--- 抜粋 ---

デジタルサイネージが、駅や電車内などの公共スペースや店舗などに、新しい情報伝達媒体として、急速に普及しています。
過去の大きな災害時における課題を受け、国もデジタルサイネージを、重要な情報伝達手段の媒体として掲げ、その整備を推進しています。
次世代のweb技術により、スマートテレビ、スマートフォン、タブレットなども共通のフォーマットとなり、広義のデジタルサイネージとして機能することも、大いに期待されます。
今後の、災害時の利用を考慮した情報システムの構築と、国際標準化を見据えた端末の研究開発に注目していきたい。
デジタルサイネージとは
ニュースや広告、様々な案内などの映像や文字情報をデジタル表示することができる、デジタルサイネージが注目されています。
インターネットを使って、情報通信することで、表示内容を瞬時に切り替えることができたり、タッチパネルや携帯電話を利用して、双方向の情報のやり取りも可能です。
特に、都市部を中心に、店舗やオフィスの他、駅や電車内、空港、病院、郵便局、役所などの公共スペースにて、急速に普及しています。
これまでにはない新しい情報媒体として、日本国内だけでなく、世界な市場の拡大、普及が見込まれています。
このデジタルサイネージですが、平時の広告機能だけではなく、防災や災害時の情報発信や、情報支援ツールとして活用しようという動きが広がっています。
もちろんこの動きは、今に始まったことではありませんが、過去の大きな災害における課題なども踏まえて、今後の取組に注目が集まっています。
災害時の利用について
東日本大震災後、内閣府では防災基本計画の中に、警報などの伝達手段の多重化、多様化を盛り込む、改訂を行いました。
災害時の最も有効な情報伝達手段は、防災無線だと言われていますが、文字や映像など、視覚による情報伝達の有効性も認識されていて、携帯エリアメール、ソーシャルメディア、ワンセグ放送、ケーブルテレビに並んで、デジタルサイネージもその媒体の1つとして、あげられています。
東日本大震災時に、活用された例として、「丸の内ビジョン」があげられます。
3月11日の地震発生の9分後には、NHK緊急放送への切り替えが完了。
翌日の朝まで、休止することなく放映し、その後、1週間NHK放送を続けました。
その後も、NHKの地震関連ニュースを配信し続けましたが、3月22日以降は、節電対応のため、79台中24台のデジタルサイネージを停止しています。
また、宮城県南三陸町の避難所に、デジタルサイネージが複数提供され、気象や生活情報の提供が行われました。
この「丸の内ビジョン」は、災害時に機能した良い例ですが、一方では、ほとんどのデジタルサイネージは、活用されなかったという事実もあります。
その要因としては、多くのデジタルサイネージの運用会社において、災害時非常時を想定した、運用マニュアルが整備されていない、もしくは、以前に災害時に放映するコンテンツが、用意されていないというものでした。

--- 演習データ ---

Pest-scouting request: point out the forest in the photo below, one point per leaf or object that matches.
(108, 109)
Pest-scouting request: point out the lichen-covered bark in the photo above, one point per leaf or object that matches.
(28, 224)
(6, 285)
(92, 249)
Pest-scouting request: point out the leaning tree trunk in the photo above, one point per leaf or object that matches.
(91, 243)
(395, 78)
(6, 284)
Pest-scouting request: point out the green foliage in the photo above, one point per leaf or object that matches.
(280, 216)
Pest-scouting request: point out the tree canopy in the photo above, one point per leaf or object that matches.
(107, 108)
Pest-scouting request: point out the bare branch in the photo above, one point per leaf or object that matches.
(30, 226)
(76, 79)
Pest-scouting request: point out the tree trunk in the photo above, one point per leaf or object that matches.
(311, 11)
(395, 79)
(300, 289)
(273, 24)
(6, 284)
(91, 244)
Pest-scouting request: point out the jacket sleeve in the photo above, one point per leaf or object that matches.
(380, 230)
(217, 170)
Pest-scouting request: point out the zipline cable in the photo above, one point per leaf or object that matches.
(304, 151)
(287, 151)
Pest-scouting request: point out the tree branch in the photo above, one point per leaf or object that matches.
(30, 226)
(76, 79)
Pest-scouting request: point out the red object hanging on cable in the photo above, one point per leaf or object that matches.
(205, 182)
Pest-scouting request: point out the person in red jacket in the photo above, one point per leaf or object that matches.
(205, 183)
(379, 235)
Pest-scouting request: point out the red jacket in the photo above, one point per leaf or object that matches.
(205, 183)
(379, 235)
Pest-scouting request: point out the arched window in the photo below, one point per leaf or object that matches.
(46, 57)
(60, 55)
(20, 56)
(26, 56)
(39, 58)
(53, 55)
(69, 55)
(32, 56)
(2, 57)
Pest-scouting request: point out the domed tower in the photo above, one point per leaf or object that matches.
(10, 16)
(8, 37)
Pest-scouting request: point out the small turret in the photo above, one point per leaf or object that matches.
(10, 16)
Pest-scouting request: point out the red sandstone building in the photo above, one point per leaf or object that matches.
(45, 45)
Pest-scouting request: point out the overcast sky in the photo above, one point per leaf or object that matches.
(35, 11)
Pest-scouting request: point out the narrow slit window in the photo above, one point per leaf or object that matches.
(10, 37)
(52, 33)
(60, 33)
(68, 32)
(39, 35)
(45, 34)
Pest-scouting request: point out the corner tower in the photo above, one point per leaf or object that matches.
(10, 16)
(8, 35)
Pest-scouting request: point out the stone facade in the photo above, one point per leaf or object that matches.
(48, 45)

---

» 課題 1:
抜粋について、次の問いに答えよ。
(a) 東日本大震災後に防災基本計画を改訂したのはどこか。
(b) 3月11日の地震発生から何分後に、NHK緊急放送への切り替えが完了したか。
(c) 宮城県南三陸町の避難所に提供されたデジタルサイネージでは、どのような情報が提供されたか。
» 課題 2: 抜粋のうち「翌日の朝まで、休止することなく放映し、その後、1週間NHK放送を続けました。」から「れていないというものでした。」までの部分を、そのまま書き写せ。

» 解答 1:
(a) 内閣府
(b) 9分後
(c) 気象や生活情報

» 解答 2:
翌日の朝まで、休止することなく放映し、その後、1週間NHK放送を続けました。
その後も、NHKの地震関連ニュースを配信し続けましたが、3月22日以降は、節電対応のため、79台中24台のデジタルサイネージを停止しています。
また、宮城県南三陸町の避難所に、デジタルサイネージが複数提供され、気象や生活情報の提供が行われました。
この「丸の内ビジョン」は、災害時に機能した良い例ですが、一方では、ほとんどのデジタルサイネージは、活用されなかったという事実もあります。
その要因としては、多くのデジタルサイネージの運用会社において、災害時非常時を想定した、運用マニュアルが整備されていない、もしくは、以前に災害時に放映するコンテンツが、用意されていないというものでした。